Quoted passage »

Hezbollah’s fibre-optic FPV drones push Israel toward costlier ground war choices, cheap 3D-printed systems evade jamming and hit troops in south Lebanon, buffer-zone assumptions collide with a $300 airframe

Footage of small drones diving into Israeli armour and earthmovers in south Lebanon has become routine enough to change how both sides price the war. The Guardian reports Hezbollah has made fibre‑optic first‑person‑view (FPV) drones a central weapon in its guerrilla campaign against Israel’s occupation of parts of south Lebanon, releasing video it says shows strikes on an Israeli bulldozer in Bint Jbeil and a tank position in Taybeh. El País reports Israel still lacks a definitive answer to the tethered drones, which avoid the radio links that Israeli electronic-warfare systems are built to disrupt.

The technical trick is simple and industrially scalable: instead of relying on a radio signal that can be jammed, the drone remains connected to its operator by a fibre‑optic cable running kilometres behind it. According to the Guardian, the drones are produced using 3D printing and commercially available components, with a reported unit cost of roughly $300 to $400. El País describes the cable as about the thickness of dental floss. The result is a disposable precision munition that can be flown directly into a target using the live camera feed and detonated on impact.

Given entries »
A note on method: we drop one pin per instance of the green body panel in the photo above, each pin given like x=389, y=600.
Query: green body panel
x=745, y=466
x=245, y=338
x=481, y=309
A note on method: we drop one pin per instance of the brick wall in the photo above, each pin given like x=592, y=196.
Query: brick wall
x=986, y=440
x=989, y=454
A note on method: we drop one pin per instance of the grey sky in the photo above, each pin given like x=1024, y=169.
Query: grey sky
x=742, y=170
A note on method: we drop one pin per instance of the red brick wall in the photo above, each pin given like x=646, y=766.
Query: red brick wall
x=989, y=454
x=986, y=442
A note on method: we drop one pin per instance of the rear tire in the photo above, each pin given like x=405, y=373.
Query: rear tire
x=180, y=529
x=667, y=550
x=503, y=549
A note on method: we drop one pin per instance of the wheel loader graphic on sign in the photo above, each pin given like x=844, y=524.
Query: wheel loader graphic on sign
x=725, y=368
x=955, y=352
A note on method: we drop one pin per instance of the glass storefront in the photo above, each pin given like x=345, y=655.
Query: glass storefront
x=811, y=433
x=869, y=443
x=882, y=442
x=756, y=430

Exercise tasks »
1: Copy the part of the text on Hezbollah's drones that opens with the words containing "Hezbollah’s fibre-optic FPV" and closes with "built to disrupt.".
2: Based on the text on Hezbollah's drones, does each statement agree with it? Answer yes or no for each, and quote the words that decide it. (a) The drones are reported to cost roughly $300 to $400 each. (b) The drones rely on a radio signal to stay linked to their operators. (c) El País reports that Israel has found a definitive answer to the tethered drones.

Answers »
1:
Hezbollah’s fibre-optic FPV drones push Israel toward costlier ground war choices, cheap 3D-printed systems evade jamming and hit troops in south Lebanon, buffer-zone assumptions collide with a $300 airframe

Footage of small drones diving into Israeli armour and earthmovers in south Lebanon has become routine enough to change how both sides price the war. The Guardian reports Hezbollah has made fibre‑optic first‑person‑view (FPV) drones a central weapon in its guerrilla campaign against Israel’s occupation of parts of south Lebanon, releasing video it says shows strikes on an Israeli bulldozer in Bint Jbeil and a tank position in Taybeh. El País reports Israel still lacks a definitive answer to the tethered drones, which avoid the radio links that Israeli electronic-warfare systems are built to disrupt.

2:
(a) Yes: "with a reported unit cost of roughly $300 to $400"
(b) No: "instead of relying on a radio signal that can be jammed, the drone remains connected to its operator by a fibre‑optic cable running kilometres behind it"
(c) No: "El País reports Israel still lacks a definitive answer to the tethered drones"